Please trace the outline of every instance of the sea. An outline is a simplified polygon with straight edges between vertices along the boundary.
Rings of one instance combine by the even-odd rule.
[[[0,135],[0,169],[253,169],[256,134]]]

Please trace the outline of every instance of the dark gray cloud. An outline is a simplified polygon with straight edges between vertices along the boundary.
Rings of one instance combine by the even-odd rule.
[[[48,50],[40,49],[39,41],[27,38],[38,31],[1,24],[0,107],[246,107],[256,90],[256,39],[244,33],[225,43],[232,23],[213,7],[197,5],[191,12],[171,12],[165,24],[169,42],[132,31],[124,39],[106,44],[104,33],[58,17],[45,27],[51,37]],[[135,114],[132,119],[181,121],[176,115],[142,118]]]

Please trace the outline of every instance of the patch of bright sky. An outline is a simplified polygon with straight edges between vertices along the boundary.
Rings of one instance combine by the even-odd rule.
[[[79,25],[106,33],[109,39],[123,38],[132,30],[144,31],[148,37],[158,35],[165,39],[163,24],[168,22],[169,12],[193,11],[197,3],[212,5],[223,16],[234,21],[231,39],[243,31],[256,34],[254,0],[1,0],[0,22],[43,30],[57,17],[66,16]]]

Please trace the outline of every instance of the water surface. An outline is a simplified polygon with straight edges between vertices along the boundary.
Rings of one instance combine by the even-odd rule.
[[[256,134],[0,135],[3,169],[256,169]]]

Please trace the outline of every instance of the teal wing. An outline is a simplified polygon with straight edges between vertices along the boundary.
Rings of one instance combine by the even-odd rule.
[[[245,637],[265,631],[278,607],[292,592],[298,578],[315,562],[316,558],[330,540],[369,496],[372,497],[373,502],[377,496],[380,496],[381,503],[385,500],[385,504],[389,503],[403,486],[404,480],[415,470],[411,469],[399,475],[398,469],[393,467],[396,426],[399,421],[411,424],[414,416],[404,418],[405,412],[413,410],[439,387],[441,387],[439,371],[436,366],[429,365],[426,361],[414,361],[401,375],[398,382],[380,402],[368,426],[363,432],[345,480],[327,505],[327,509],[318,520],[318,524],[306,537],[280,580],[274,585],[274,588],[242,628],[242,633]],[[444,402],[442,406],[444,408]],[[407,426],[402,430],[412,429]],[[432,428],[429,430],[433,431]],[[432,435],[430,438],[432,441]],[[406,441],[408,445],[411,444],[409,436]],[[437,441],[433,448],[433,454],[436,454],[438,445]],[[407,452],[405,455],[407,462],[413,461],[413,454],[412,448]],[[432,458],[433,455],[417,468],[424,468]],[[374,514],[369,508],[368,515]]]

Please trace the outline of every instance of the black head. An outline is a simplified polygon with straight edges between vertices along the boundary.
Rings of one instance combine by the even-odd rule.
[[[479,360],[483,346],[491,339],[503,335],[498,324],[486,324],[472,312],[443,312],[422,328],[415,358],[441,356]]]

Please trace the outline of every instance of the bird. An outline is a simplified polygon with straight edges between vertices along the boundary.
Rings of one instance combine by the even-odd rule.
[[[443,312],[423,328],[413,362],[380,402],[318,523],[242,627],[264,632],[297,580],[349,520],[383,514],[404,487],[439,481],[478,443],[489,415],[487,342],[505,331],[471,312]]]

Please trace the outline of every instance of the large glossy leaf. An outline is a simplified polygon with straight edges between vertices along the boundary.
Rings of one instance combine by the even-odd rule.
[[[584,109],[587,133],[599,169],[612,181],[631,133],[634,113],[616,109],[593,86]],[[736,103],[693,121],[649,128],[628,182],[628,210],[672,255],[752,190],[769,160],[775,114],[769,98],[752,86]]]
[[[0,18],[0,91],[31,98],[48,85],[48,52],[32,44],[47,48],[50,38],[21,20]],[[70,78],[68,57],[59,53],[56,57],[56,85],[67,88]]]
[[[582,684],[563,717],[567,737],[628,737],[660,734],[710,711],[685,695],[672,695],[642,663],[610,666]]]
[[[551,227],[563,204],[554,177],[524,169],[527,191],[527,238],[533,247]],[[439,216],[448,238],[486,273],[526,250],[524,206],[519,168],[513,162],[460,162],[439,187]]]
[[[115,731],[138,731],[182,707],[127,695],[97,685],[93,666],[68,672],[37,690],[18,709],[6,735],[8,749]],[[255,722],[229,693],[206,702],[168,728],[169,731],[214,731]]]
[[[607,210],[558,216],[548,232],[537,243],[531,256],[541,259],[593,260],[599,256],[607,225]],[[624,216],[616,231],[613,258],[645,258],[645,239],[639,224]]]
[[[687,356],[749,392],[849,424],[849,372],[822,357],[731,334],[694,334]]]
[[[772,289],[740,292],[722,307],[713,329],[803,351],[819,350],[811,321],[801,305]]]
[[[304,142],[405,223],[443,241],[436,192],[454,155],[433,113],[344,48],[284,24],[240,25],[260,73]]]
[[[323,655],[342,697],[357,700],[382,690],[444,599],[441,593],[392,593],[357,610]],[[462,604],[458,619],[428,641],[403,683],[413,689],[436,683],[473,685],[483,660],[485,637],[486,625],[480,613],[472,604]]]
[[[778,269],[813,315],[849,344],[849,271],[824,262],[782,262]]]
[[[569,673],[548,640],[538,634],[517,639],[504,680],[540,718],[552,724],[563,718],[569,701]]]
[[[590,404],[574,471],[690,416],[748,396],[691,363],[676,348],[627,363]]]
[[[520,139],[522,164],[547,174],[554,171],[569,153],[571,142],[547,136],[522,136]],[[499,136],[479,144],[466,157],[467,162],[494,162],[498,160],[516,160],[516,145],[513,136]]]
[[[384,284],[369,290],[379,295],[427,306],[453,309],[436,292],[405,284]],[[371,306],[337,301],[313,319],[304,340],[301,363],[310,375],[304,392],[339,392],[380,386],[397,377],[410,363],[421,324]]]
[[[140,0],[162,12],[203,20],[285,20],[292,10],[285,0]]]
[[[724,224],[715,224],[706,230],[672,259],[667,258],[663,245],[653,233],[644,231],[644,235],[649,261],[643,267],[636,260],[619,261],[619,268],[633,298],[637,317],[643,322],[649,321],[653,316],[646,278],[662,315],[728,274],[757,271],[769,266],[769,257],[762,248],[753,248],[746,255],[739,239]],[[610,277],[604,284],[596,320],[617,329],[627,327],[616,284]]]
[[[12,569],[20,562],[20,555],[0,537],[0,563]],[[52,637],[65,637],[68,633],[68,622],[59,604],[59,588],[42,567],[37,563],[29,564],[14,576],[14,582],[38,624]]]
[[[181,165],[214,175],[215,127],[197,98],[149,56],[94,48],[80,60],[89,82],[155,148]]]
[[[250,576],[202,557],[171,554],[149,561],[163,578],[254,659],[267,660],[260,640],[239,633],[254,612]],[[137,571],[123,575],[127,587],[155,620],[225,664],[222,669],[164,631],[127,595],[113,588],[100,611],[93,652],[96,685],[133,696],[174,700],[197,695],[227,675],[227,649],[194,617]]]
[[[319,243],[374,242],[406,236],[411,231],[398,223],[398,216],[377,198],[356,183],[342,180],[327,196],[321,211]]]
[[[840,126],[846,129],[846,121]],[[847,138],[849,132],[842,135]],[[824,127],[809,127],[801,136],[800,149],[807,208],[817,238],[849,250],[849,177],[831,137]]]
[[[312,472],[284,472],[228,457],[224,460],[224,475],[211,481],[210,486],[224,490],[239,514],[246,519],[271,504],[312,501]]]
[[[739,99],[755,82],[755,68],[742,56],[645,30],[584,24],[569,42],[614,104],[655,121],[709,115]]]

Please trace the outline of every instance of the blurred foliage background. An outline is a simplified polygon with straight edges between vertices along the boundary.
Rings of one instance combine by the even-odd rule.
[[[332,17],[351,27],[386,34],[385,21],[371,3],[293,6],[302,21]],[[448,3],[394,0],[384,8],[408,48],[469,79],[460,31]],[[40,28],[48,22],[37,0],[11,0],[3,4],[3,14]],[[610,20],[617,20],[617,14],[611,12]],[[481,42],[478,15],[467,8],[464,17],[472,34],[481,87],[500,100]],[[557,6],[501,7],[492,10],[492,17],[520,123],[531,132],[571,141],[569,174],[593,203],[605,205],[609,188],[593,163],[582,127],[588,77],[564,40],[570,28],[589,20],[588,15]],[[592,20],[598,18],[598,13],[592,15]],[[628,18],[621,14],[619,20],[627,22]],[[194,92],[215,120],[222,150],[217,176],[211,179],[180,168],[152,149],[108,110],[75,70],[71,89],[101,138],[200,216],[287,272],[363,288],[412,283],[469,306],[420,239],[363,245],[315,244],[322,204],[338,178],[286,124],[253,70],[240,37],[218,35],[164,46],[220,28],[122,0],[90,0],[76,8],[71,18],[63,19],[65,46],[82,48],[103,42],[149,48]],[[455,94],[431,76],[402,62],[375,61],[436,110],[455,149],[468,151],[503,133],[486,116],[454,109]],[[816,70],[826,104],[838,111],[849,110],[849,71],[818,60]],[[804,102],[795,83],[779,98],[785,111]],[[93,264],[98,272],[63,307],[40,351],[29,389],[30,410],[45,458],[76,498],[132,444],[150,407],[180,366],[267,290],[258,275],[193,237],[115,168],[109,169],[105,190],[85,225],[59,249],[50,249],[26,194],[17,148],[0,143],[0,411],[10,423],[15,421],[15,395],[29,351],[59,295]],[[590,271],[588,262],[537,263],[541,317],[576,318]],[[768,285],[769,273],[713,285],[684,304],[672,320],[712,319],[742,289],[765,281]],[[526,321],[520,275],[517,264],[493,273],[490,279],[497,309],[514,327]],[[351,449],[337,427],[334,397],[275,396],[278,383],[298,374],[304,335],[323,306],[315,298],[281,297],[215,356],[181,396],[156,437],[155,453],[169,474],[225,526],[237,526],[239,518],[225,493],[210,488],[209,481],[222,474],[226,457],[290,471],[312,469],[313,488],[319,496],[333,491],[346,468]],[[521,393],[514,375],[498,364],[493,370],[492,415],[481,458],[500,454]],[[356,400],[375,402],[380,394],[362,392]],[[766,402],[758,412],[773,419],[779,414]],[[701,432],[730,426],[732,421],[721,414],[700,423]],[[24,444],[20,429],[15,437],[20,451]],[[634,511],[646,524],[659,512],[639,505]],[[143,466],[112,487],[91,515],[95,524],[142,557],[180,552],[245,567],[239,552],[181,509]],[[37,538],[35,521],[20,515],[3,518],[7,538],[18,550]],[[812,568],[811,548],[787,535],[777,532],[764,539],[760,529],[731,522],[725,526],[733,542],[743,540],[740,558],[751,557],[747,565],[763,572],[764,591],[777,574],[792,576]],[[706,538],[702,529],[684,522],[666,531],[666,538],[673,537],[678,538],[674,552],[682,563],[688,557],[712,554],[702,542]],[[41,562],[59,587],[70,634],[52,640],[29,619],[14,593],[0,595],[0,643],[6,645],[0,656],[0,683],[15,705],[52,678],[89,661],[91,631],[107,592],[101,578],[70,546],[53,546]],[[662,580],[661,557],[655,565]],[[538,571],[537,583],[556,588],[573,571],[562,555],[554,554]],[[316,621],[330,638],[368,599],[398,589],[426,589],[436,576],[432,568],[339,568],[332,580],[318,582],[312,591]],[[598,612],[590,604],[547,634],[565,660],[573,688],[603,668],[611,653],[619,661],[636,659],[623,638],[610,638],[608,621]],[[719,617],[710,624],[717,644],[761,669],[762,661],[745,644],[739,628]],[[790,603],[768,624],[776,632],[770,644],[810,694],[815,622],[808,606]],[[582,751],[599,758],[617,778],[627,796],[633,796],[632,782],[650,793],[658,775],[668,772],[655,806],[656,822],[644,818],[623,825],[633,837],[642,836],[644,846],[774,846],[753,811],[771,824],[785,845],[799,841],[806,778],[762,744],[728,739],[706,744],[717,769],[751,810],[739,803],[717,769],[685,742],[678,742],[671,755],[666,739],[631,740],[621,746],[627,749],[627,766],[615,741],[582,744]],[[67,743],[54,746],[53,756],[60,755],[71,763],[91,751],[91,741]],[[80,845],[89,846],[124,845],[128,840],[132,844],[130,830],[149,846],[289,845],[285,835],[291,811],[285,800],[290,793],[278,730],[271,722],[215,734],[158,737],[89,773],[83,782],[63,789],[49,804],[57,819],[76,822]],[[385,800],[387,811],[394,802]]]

#### [Prompt]
In the part of the listing that opens with the line containing "Please trace the outline of every instance of the water" and closes with the line containing "[[[256,134],[0,135],[3,169],[256,169]]]", change "water surface" to "shallow pond". Write out only those lines, leaving everything else as it is.

#### [Task result]
Please trace the outline of every instance of the shallow pond. An outline is a simplified polygon with straight edges between vertices along the boundary.
Rings of one instance combine by the even-odd rule.
[[[256,134],[0,135],[3,169],[256,169]]]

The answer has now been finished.